[Start of Entries]
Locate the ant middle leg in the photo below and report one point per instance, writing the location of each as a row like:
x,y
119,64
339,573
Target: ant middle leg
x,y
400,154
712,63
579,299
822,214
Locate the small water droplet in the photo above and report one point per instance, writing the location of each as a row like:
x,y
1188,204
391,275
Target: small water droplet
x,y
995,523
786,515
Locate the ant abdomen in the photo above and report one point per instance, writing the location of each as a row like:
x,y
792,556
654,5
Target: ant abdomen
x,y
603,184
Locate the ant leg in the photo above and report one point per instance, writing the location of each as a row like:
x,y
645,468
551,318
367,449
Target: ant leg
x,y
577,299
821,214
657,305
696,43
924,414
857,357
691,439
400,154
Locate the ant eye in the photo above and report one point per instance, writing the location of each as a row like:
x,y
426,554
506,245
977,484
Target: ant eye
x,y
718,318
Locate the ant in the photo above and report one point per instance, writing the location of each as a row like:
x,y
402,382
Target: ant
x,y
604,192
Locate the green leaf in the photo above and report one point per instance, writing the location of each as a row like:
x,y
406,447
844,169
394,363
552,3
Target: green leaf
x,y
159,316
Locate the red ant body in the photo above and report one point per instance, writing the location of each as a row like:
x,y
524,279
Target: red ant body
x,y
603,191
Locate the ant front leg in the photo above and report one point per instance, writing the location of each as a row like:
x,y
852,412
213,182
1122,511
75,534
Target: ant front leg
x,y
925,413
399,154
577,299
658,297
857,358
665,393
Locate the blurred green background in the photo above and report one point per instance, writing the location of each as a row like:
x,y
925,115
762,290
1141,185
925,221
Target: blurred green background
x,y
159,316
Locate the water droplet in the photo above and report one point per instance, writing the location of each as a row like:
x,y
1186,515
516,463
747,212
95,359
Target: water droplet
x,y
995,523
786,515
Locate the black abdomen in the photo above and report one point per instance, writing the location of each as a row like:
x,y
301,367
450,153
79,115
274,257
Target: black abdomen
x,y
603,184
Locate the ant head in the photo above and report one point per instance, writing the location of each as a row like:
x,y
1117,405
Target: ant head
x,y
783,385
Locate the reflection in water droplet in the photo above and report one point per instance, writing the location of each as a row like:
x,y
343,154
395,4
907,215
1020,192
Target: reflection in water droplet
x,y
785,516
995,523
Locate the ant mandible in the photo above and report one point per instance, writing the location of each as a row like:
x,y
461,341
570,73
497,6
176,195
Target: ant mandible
[End of Entries]
_What to do_
Reproduce every line of the listing, requests included, starting at the line containing "Locate the water" and ending at the last line of the listing. Multiply each answer coordinate by 0.85 and round it to a whole number, with halves rounded up, and leave the coordinates in the requests and their format samples unchanged.

_Exercise solution_
Locate the water droplet in the photo above and report one point per instance, writing the location of each as a row like:
x,y
1186,515
516,463
747,212
95,359
Target: water droplet
x,y
846,445
668,438
Locate the black abdomen in the photo above and report one point per instance, writing the location of each as a row like:
x,y
301,367
450,153
79,115
274,257
Target: black abdomen
x,y
513,156
Locate the ant head in the photo above and report one point per instance, writing the location of each as a row like:
x,y
1117,405
Target: ant head
x,y
666,327
Locate the reflection in water droplet in the photo above and report one point per instance, writing the location of each as a row like:
x,y
343,154
395,4
907,215
1020,192
Target: reflection in water droplet
x,y
667,439
846,445
Locate the ant mandible in the photo above and report one point per instance, writing the location of each as a row like:
x,y
461,341
570,73
497,6
176,195
Target: ant mandible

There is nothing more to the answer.